EXTRAIT DE PAGE
►

Articles

Encadrement légal du droit de visite de l’ancien article 60 du Code des Douanes
Anti-contrefaçon

Encadrement légal du droit de visite de l’ancien article 60 du Code des Douanes

En septembre 2022 le Conseil Constitutionnel1 a abrogé l’article 60 du code des douanes.

Moins d’un an plus tard, la Loi du 18 juillet 20232 est venue répondre à l’inconstitutionnalité de ce texte.

Cette refonte législative signifie-t-elle la fin d’une prérogative particulière en droit douanier, à savoir le droit de visite des agents des douanes ou n’est-elle qu’un simple aménagement de cette dernière ?

Quelle que soit la réponse à cette question, ce texte aura un impact en matière de lutte contre la fraude et donc de la contrefaçon. 

1 - Article 60 code des douanes, un article sanctionné

Sous son ancienne rédaction, ce texte lapidaire précisait que « Pour l'application des dispositions du présent code et en vue de la recherche de la fraude, les agents des douanes peuvent procéder à la visite des marchandises et des moyens de transport et à celle des personnes ».

Considéré comme la pierre angulaire de l’action des agents dans leur mission de lutte contre les trafics, la criminalité organisée et le financement du terrorisme, il était toutefois régulièrement contesté par les avocat des « visités» pour la généralité de sa terminologie entrant directement en conflit notamment avec la liberté d’aller et venir.

◄

CONSIGNE A
Recopiez le passage de l'extrait sur l'article 60 du code des douanes, en commençant à « Cette refonte législative » et en terminant à « de la contrefaçon. ».
CONSIGNE B
D'après l'extrait, à quelle date le Conseil constitutionnel a-t-il abrogé l'article 60 du code des douanes ?
Le matériel placé ici n'a aucun lien avec l'extrait.

BLOC DE DONNÉES
►

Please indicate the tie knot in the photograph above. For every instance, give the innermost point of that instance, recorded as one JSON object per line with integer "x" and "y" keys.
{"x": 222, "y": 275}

◄

RÉSULTAT ATTENDU A
Cette refonte législative signifie-t-elle la fin d’une prérogative particulière en droit douanier, à savoir le droit de visite des agents des douanes ou n’est-elle qu’un simple aménagement de cette dernière ?

Quelle que soit la réponse à cette question, ce texte aura un impact en matière de lutte contre la fraude et donc de la contrefaçon.

RÉSULTAT ATTENDU B
En septembre 2022.